Provided information:

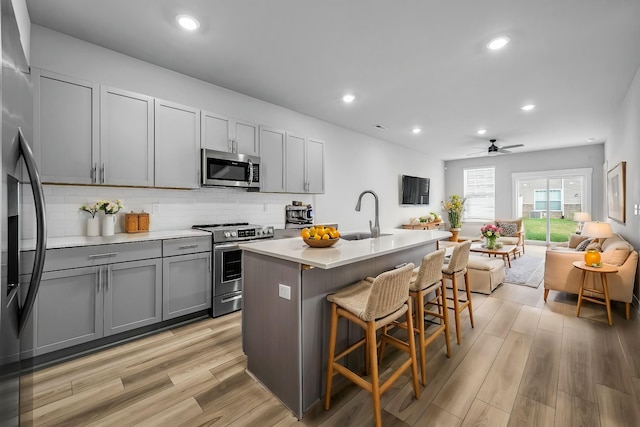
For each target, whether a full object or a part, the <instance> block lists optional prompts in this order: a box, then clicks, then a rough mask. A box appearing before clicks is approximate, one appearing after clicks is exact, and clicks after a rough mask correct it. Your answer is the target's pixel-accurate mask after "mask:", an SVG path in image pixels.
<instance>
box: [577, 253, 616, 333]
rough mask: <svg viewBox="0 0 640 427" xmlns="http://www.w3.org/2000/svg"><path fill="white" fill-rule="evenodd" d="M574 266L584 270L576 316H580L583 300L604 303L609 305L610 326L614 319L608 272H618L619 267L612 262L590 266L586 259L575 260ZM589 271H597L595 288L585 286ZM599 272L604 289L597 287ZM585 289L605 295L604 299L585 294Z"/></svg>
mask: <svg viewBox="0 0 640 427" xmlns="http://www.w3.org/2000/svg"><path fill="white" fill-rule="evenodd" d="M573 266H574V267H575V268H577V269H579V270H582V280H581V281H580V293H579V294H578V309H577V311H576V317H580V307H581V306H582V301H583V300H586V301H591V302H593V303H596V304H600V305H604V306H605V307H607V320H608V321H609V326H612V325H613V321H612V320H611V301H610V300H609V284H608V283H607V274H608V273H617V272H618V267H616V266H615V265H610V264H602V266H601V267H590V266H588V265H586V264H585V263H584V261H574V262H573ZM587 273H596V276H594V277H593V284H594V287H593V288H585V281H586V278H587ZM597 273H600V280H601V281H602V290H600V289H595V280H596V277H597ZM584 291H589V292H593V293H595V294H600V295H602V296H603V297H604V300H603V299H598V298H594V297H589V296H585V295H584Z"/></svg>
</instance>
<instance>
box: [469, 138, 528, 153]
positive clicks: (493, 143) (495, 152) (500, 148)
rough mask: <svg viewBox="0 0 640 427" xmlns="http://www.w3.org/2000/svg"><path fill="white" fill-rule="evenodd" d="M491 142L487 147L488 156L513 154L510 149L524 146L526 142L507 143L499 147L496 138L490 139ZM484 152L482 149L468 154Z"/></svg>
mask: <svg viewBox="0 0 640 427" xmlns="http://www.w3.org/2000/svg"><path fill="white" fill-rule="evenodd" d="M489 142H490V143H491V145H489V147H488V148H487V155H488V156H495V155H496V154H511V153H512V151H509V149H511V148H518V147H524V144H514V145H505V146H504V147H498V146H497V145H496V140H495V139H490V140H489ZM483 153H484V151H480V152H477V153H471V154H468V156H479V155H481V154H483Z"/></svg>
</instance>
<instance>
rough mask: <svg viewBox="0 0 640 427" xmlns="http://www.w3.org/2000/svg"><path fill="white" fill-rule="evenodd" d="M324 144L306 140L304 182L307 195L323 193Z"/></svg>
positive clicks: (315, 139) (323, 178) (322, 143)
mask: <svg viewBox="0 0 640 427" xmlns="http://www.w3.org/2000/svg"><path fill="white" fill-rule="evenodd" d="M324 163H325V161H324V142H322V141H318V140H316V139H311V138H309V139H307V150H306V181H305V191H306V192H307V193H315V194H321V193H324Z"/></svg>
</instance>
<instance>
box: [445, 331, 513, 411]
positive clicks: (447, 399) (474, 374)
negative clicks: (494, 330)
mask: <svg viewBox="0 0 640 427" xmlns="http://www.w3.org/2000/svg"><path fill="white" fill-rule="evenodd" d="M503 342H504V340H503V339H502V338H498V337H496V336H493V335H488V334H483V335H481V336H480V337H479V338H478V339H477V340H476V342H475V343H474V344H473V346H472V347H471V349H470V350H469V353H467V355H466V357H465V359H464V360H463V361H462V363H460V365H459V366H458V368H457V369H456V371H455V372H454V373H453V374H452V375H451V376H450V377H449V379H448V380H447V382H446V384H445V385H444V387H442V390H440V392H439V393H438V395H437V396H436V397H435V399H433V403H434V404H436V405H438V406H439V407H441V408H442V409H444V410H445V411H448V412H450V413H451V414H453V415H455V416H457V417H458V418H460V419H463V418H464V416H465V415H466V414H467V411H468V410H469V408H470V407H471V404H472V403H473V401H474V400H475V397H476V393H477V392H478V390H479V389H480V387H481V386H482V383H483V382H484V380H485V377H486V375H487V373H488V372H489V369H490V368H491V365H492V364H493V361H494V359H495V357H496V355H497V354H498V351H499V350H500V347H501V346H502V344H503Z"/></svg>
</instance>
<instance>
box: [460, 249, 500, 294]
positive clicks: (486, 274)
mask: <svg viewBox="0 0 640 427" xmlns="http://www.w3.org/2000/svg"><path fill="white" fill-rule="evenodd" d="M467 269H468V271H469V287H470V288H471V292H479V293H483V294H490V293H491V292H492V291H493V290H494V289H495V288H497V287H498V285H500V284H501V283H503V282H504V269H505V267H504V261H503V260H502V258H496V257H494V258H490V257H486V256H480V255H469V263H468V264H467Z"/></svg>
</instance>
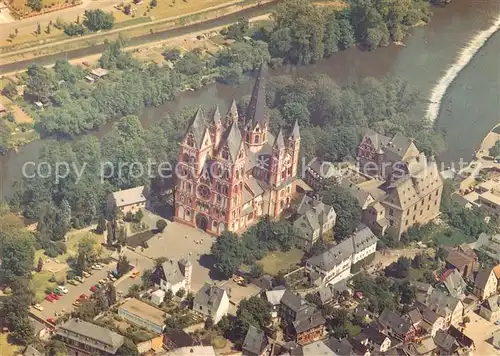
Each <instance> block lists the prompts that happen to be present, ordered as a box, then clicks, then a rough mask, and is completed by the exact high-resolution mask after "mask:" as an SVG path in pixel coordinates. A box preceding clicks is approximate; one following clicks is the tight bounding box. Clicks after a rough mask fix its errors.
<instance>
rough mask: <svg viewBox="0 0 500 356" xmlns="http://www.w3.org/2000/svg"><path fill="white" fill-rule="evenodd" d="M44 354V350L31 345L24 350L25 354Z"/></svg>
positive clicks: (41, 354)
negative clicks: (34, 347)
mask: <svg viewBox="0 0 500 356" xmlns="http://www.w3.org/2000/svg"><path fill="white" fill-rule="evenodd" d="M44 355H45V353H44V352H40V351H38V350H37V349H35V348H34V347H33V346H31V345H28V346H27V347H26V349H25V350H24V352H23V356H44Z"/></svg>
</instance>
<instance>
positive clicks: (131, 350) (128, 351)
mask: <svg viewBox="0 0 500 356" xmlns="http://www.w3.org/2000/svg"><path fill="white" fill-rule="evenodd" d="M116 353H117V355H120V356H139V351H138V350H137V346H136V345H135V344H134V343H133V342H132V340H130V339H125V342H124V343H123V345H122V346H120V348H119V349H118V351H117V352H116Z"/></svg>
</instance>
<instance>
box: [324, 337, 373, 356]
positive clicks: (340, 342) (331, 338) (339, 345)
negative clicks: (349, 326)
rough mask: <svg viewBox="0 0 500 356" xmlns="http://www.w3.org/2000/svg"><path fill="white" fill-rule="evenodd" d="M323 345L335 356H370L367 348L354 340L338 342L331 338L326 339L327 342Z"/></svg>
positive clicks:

Problem to solve: Starting with the line that contains "negative clicks: (34, 347)" and going to the end of the material, write out those lines as a numbered list, leaving out any blank lines.

Answer to the exercise:
1. negative clicks: (34, 347)
2. mask: <svg viewBox="0 0 500 356" xmlns="http://www.w3.org/2000/svg"><path fill="white" fill-rule="evenodd" d="M44 355H45V353H44V352H40V351H38V350H37V349H35V348H34V347H33V346H31V345H28V346H27V347H26V349H25V350H24V352H23V356H44Z"/></svg>
3. </instance>
4. <instance>
5. positive clicks: (131, 350) (128, 351)
6. mask: <svg viewBox="0 0 500 356" xmlns="http://www.w3.org/2000/svg"><path fill="white" fill-rule="evenodd" d="M116 353H117V355H120V356H139V351H138V350H137V346H136V345H135V344H134V343H133V342H132V340H130V339H125V342H124V343H123V345H122V346H120V348H119V349H118V351H117V352H116Z"/></svg>
7. </instance>
8. <instance>
9. box: [324, 337, 373, 356]
10. positive clicks: (340, 342) (331, 338) (339, 345)
11. negative clicks: (349, 326)
12. rough mask: <svg viewBox="0 0 500 356" xmlns="http://www.w3.org/2000/svg"><path fill="white" fill-rule="evenodd" d="M323 345L335 356H370L367 348L354 340L338 342L331 338L326 339L327 342Z"/></svg>
13. positive clicks:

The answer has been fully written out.